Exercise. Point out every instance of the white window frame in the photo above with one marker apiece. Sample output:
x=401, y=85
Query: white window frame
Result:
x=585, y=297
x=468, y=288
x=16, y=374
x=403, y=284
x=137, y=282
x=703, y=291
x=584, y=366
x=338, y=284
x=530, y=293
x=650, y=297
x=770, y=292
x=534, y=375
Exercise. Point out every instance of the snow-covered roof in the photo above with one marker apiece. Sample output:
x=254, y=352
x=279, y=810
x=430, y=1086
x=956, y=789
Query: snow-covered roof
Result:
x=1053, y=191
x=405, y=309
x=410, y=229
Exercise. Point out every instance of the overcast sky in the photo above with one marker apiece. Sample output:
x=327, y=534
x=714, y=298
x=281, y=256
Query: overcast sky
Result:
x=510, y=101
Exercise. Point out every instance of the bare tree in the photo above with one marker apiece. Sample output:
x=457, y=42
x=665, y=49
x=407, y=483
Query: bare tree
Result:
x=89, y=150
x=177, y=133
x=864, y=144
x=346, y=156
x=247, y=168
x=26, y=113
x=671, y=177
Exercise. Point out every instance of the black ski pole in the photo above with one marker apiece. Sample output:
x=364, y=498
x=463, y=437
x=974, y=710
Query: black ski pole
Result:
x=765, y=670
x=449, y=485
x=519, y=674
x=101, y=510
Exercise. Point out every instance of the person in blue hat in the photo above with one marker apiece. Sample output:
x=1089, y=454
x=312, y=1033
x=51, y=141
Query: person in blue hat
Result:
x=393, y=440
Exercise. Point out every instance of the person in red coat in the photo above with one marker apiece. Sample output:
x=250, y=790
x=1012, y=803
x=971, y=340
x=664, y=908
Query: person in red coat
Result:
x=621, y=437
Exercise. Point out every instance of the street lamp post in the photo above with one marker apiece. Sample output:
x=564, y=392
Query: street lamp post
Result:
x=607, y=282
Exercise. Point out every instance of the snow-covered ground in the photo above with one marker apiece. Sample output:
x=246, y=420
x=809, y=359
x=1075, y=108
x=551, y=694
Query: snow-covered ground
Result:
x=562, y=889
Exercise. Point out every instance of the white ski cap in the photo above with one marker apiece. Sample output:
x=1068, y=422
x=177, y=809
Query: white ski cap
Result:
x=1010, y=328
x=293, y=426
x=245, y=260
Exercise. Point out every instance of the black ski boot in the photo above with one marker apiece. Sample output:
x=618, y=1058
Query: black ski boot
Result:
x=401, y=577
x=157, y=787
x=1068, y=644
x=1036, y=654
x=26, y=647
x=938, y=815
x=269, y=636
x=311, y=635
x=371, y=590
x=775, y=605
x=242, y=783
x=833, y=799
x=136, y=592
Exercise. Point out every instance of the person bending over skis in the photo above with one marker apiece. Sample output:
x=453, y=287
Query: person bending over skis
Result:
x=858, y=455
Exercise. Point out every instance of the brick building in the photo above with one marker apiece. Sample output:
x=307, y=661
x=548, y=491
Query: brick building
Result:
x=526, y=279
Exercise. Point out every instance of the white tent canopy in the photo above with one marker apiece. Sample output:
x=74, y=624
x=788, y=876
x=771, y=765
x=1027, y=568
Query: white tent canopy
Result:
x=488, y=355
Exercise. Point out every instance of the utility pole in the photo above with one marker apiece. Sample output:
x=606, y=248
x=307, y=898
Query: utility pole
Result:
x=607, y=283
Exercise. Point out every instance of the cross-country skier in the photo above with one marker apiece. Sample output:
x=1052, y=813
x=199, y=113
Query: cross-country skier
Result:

=== WORK REQUIRED ===
Copy the lines from the one containing "Exercise. Point out every instance of the snow-covered ground" through the one containing "x=562, y=889", swapping "snow-covered ground" for "packed snow" and leaving everything else unchanged.

=== RESPONSE FOR THIS EXERCISE ===
Exercise. Point out every instance of the packed snow in the photo above with one marker apiece. Sample output:
x=246, y=420
x=809, y=359
x=1075, y=108
x=551, y=694
Query: packed snow
Result:
x=562, y=889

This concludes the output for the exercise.